The data from 10th of March to 15th April have been used in constructing our epidemiological model which can be constantly updated as new data comes in. It is clear that the trend in the data changes from 25th to 30th March, and then resumes its upward trend though with a different rate. This bi-modal characteristic is seen in the daily-change figures as well, in spite of the noisy nature of the data. This suggests two independent loci of infection, or the effect of government interventions to control the epidemic, occurring with a time lag.
Efforts have been made to account for the fact that the “confirmed cases” reported daily by the EU-SLH includes new cases that appear among quarantined people. If the quarantining is effective, such new cases should not “push the curve upwards” and change the final flattening trend of the curves. For instance, on the 13th of April 15 new cases were reported, when the cumulative number of confirmed cases jumped from 218 to 233. However, all 15 new cases were from those already confined in quarantine centers, and hence cannot be included as infection loci for the public. A data curve corrected for such cases is given (with triangles) in the figure, and labeled “confirmed public cases”. Using these sets of data, we give our model results, and predict the long-term behaviour (asymptotic behavior) and the number of cases to expect when the curve “flattens”, in each scenario.

**Records provided**
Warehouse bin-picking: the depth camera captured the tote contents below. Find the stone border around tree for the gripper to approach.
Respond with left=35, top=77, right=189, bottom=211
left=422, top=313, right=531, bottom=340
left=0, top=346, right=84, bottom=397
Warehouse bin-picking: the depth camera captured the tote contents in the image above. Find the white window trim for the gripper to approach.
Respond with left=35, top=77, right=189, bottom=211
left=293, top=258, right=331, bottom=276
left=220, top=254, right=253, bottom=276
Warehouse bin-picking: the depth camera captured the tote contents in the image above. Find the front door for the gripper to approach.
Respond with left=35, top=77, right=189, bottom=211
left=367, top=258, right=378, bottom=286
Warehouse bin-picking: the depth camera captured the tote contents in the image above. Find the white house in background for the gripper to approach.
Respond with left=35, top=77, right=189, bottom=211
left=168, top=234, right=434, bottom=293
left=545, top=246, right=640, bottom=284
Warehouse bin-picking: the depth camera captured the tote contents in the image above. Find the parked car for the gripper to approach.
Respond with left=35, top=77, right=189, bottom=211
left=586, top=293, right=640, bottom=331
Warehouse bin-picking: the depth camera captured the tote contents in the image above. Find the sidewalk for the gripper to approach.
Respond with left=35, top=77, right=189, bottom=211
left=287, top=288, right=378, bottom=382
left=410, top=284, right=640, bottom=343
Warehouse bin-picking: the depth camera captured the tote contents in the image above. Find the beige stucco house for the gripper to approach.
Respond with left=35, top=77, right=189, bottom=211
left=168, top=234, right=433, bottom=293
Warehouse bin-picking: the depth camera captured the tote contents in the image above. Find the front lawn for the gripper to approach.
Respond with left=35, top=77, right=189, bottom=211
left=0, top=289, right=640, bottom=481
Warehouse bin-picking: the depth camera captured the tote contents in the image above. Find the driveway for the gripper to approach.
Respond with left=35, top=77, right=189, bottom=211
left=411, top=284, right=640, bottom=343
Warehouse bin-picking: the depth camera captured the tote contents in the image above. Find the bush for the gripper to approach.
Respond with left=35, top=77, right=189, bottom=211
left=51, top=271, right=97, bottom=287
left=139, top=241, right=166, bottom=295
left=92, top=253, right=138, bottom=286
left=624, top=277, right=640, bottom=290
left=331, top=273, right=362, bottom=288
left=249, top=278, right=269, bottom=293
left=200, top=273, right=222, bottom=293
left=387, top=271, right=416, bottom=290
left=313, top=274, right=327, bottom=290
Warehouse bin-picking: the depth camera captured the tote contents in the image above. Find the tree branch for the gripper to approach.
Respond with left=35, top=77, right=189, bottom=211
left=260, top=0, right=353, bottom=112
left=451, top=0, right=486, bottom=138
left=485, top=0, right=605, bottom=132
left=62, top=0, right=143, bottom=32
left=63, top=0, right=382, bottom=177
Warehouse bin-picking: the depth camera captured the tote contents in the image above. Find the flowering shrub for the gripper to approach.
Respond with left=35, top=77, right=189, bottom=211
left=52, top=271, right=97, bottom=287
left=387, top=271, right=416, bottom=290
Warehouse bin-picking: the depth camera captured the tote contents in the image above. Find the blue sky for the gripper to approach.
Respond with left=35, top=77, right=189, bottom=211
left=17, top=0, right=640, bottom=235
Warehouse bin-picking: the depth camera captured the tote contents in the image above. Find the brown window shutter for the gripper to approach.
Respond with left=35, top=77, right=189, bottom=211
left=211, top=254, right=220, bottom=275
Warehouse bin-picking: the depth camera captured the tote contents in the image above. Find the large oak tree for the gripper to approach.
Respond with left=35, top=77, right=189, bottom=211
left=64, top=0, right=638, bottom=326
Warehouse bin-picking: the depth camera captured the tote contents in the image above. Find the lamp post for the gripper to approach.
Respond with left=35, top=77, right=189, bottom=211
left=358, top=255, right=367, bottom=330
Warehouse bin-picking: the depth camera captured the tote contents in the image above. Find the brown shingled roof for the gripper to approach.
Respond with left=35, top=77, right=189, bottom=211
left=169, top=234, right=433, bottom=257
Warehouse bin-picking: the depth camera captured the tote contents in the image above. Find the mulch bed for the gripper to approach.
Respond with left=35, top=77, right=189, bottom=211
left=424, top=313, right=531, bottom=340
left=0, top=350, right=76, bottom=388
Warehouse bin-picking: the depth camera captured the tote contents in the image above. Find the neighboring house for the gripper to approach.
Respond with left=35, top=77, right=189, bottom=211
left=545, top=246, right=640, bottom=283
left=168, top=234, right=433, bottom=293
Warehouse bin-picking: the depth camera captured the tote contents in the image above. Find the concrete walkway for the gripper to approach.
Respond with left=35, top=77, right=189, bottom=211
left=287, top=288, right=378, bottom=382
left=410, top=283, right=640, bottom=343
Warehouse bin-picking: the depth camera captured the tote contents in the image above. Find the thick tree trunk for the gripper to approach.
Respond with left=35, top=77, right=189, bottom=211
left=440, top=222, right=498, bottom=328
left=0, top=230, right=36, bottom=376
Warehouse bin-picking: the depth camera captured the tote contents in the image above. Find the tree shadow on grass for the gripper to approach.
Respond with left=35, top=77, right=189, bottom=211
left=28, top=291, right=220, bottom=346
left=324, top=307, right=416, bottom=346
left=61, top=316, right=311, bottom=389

**What the exercise asks**
Continue the text on the epidemiological model of confirmed cases from the point where it stops. None of the lines above are needed for this.

**Answer section**
If we consider the data set labeled as “confirmed public cases”, where Covid-19 cases arising among quarantined people are not considered relevant to the spread of the epidemic, then the long-time asymptote is about 206, and definitely below 210. If all cases (the cumulative daily totals reported by the EU-SLHD) are included in fitting the model, then the projection is 298, and certainly below 310. On the other and, if only the initial data set (prior to the imposition of social distancing and curfews) were used, the asymptote is ~325, but alternative parameter choices giving even 600 are possible. This shows that social distancing and curfews were effective in constraining the evolution of the epidemic.
The model can now be used to predict the daily “new” numbers from
10th March onwards, and examine how well they agree with the observed data. Note that what was fitted was the cumulative daily totals, and not this differential quantity. Hence good agreement with
the general trends in the daily “new” numbers is a useful test of the quality of the model. Our model reproduces the rough bi-modal character of the observed data and the general trends (Fig. 2).
Assuming that that the hospital resources are able to handle even 500 cases, these studies suggest that Sri Lanka should be able to resume nearly normal economic and civic activity by the end of the first week of May, assuming that the epidemic retains the characteristics shown in the current data. The confirmed new cases are arising mainly in hotspots in six districts, while the other districts seem close to normal. Hence a graduated approach to opening the economy should be followed. Important civic activities like elections can be held while still imposing physical distancing. Sri Lanka’s economic rekindling is linked to domestic needs as well as those of its foreign trading partners.
The Covid-19 epidemic has created a situation where working online is becoming permanently institutionalized, and this is environmentally very desirable in reducing travel stress, particulate dust and combustion of fossil fuels. The re-opening should make all such desirable features a permanent characteristic of the economy.